### INPUT FOR THIS TASK ###

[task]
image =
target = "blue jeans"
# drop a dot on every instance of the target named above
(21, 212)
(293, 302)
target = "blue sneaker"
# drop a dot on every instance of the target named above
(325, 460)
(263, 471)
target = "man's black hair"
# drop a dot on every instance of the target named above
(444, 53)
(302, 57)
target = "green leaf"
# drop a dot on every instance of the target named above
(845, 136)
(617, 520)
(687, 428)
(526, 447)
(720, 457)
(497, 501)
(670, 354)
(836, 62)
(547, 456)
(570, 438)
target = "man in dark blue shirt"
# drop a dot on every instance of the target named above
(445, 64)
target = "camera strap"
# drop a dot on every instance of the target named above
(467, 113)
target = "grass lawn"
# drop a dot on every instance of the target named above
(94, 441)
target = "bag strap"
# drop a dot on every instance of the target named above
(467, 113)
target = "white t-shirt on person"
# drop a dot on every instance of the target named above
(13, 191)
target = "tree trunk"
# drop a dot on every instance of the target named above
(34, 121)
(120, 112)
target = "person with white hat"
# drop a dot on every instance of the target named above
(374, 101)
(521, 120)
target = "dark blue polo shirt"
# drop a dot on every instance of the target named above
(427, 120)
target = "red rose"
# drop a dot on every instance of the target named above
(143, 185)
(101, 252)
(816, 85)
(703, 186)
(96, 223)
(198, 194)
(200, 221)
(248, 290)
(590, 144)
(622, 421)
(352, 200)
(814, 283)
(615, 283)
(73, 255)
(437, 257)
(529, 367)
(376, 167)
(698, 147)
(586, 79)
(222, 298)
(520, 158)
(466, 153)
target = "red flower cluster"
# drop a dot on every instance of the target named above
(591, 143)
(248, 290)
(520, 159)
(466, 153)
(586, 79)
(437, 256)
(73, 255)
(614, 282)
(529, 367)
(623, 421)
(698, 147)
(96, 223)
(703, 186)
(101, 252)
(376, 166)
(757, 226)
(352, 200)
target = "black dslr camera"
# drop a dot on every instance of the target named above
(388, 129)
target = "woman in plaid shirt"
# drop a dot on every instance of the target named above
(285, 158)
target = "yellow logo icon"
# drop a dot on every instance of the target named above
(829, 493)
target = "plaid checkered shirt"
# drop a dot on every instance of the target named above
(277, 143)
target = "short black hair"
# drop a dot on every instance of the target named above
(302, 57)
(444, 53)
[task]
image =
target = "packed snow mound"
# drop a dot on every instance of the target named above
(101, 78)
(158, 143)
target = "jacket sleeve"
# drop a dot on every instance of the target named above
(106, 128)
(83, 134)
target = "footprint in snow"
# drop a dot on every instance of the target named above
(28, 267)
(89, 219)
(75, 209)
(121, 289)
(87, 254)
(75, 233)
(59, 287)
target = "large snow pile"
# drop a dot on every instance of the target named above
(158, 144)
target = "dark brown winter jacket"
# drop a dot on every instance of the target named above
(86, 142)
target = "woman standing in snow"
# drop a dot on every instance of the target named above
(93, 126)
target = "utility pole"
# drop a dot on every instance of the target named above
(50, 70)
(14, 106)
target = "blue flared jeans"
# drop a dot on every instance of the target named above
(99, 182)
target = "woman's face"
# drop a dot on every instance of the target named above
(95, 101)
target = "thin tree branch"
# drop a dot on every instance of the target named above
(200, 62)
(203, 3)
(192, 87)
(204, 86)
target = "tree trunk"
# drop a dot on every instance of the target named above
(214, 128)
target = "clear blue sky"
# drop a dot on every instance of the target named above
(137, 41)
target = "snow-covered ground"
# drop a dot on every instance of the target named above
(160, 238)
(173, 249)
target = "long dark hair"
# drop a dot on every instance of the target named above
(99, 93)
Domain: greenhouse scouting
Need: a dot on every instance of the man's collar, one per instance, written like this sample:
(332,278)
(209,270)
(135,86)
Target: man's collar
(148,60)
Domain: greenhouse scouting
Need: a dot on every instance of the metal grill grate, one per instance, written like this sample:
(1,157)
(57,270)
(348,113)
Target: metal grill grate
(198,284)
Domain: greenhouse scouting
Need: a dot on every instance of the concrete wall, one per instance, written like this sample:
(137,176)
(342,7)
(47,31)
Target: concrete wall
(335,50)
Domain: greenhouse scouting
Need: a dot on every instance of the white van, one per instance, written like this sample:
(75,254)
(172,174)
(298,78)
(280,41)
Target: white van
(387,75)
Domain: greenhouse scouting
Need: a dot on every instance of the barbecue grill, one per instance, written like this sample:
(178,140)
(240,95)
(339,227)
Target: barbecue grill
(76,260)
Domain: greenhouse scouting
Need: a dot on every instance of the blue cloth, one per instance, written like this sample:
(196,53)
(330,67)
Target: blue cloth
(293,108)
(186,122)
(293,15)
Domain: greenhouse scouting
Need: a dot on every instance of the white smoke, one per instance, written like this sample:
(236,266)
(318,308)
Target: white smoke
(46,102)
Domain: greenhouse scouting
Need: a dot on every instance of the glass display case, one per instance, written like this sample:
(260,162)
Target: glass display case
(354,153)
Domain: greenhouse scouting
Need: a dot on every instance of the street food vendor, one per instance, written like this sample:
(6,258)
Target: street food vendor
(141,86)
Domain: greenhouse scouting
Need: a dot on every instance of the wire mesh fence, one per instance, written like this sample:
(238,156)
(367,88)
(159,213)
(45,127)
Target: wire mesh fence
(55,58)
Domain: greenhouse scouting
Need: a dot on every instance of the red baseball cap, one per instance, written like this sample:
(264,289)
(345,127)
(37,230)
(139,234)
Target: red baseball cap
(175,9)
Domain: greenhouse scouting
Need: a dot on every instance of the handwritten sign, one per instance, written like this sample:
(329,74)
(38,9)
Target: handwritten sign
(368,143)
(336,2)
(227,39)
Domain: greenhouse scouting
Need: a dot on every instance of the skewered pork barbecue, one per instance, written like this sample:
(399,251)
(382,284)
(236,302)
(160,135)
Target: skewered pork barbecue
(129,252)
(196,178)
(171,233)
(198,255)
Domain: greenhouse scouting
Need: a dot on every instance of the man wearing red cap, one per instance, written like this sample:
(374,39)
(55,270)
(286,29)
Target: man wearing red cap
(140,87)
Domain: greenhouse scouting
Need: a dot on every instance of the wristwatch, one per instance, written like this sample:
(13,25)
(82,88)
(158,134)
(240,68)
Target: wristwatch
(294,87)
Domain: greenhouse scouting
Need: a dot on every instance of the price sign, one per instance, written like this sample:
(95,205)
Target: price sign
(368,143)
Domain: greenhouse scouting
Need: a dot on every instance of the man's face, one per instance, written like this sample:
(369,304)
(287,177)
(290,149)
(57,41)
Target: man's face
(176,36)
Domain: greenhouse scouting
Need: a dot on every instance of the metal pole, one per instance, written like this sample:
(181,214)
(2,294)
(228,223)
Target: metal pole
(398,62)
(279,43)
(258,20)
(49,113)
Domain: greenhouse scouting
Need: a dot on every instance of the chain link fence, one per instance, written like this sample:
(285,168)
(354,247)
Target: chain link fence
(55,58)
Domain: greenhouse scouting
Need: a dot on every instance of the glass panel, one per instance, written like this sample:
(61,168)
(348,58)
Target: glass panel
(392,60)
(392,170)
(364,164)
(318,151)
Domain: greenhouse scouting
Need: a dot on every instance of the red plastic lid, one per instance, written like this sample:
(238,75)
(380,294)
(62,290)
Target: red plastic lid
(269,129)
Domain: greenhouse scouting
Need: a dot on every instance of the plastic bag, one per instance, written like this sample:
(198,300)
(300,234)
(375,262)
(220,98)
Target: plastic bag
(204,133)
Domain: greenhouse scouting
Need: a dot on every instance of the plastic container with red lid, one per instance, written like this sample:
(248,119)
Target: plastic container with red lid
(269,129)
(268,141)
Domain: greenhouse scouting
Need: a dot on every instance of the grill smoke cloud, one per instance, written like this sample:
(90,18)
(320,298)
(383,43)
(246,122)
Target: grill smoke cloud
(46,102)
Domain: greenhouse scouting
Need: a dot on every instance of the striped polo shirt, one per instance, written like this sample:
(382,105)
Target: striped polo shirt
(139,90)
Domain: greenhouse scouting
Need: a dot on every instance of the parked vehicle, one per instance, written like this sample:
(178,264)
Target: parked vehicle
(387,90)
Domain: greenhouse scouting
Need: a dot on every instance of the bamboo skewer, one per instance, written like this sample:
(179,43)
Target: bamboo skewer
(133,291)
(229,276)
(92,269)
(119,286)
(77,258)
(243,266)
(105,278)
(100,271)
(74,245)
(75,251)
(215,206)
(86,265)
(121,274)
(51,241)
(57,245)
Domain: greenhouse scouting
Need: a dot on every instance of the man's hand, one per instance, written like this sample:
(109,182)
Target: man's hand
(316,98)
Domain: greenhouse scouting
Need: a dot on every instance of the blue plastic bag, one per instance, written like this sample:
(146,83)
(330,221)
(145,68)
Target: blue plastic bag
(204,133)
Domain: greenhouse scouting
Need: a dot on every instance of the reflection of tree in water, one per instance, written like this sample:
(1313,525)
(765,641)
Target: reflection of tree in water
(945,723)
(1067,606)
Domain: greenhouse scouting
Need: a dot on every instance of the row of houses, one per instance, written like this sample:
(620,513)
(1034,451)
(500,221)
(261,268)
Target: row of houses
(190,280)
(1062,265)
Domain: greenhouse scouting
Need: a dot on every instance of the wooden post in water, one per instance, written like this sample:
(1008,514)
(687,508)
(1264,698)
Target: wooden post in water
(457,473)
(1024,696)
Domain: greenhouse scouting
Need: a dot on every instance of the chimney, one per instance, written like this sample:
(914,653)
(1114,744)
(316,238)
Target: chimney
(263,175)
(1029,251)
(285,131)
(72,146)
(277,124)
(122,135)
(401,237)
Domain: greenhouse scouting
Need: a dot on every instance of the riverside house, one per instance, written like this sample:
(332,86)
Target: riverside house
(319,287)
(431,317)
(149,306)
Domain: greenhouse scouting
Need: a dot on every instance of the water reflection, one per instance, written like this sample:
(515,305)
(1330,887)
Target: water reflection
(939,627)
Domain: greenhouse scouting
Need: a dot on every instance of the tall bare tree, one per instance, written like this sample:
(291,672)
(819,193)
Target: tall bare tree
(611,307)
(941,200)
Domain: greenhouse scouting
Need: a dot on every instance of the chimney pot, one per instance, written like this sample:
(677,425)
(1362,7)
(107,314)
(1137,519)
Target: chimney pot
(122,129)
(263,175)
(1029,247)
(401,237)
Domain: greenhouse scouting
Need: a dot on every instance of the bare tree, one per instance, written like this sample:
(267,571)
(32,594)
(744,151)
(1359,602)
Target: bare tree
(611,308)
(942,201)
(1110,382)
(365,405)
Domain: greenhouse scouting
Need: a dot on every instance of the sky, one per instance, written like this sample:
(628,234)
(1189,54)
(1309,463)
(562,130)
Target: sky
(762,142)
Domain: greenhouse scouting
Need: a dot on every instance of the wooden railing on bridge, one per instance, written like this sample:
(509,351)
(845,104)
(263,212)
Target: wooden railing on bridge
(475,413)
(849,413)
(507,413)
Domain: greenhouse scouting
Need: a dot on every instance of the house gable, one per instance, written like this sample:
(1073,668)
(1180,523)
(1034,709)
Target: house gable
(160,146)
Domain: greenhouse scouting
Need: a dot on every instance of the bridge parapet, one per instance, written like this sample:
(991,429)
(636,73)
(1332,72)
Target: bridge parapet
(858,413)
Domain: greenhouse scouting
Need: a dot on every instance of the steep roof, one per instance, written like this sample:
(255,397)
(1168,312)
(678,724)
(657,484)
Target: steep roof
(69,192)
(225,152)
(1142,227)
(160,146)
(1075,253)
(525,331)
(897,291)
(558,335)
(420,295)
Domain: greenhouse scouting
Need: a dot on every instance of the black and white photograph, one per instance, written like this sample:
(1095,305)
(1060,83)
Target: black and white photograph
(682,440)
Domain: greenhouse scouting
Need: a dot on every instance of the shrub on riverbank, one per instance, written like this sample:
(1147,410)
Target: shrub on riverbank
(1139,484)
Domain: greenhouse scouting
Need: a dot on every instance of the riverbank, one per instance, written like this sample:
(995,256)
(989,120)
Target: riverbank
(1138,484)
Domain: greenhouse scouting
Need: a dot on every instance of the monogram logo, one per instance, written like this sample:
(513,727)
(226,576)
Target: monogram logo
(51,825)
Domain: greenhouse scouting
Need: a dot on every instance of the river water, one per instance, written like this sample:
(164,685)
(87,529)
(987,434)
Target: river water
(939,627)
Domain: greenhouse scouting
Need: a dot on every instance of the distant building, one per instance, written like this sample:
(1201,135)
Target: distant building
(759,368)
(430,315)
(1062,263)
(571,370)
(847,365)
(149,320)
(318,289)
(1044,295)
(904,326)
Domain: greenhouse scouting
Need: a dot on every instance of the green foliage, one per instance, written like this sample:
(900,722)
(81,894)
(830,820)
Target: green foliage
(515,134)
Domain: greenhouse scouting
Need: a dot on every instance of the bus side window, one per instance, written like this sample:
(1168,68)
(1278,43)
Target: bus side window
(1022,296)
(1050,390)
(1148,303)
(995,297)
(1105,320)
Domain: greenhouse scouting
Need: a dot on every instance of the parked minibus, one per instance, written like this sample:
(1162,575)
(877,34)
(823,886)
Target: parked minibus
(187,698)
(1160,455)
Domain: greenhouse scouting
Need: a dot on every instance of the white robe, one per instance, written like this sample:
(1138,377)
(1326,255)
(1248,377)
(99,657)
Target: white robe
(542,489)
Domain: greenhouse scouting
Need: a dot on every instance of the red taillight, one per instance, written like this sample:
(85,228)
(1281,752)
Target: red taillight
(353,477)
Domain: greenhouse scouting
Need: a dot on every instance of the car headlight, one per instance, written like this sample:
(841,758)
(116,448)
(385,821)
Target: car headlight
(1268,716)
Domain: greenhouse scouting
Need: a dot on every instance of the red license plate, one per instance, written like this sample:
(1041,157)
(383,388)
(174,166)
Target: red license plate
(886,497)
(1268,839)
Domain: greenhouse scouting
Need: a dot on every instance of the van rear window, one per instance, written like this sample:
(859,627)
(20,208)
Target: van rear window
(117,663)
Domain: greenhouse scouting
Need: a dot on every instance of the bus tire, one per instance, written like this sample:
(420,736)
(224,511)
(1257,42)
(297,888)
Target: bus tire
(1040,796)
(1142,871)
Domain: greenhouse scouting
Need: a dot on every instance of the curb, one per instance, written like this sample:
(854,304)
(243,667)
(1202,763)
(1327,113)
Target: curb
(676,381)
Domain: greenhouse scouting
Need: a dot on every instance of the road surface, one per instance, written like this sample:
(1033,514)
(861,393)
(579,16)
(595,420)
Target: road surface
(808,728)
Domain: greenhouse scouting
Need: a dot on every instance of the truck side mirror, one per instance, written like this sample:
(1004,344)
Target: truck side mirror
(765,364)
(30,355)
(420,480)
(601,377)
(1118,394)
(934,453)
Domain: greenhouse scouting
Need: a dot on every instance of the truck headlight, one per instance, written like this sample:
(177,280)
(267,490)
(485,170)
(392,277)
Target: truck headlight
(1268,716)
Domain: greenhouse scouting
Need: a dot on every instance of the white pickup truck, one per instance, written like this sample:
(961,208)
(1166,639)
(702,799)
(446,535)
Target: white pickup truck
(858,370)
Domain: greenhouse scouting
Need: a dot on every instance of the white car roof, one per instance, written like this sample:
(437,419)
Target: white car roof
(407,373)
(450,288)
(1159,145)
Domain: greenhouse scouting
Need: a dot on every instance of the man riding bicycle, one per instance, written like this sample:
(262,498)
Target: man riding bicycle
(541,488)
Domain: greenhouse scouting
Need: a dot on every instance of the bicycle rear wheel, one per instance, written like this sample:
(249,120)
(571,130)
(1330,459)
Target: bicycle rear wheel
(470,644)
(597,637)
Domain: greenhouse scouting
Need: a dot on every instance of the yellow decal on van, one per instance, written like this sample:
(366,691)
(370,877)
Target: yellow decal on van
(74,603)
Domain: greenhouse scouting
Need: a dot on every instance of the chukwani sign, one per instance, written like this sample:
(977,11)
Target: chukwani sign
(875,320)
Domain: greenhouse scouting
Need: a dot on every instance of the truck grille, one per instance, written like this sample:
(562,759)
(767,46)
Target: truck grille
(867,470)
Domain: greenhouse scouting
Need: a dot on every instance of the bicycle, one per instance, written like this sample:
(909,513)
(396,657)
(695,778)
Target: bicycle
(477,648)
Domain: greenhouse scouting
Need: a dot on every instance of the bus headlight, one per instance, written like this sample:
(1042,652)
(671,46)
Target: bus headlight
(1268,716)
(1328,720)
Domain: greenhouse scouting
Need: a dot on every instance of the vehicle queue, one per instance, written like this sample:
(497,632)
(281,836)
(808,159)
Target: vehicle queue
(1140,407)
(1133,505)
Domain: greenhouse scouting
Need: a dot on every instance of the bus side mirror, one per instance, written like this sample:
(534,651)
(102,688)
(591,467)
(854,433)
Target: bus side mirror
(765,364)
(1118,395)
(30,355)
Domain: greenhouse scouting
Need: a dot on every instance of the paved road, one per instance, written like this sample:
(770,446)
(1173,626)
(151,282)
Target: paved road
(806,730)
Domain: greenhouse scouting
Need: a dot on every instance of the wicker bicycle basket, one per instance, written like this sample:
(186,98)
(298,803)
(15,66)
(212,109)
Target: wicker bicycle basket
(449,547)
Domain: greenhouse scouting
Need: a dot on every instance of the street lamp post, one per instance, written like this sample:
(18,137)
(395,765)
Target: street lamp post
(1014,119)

###

= SHORT EXERCISE =
Copy out, in full, each line of the material above that contains the string "water". Case counts.

= CORRECT RESULT =
Need: a dot on every instance of the reflection of tree in water, one per instance, written like this sample:
Target: reflection of tree in water
Need: a dot on every instance of the wooden post in water, one per instance, written like this sample:
Target: wooden post in water
Need: a dot on every instance of the water reflection, one per instance, written like this sample:
Target: water reflection
Need: a dot on every instance of the river water, one per instance, written like this sample:
Target: river water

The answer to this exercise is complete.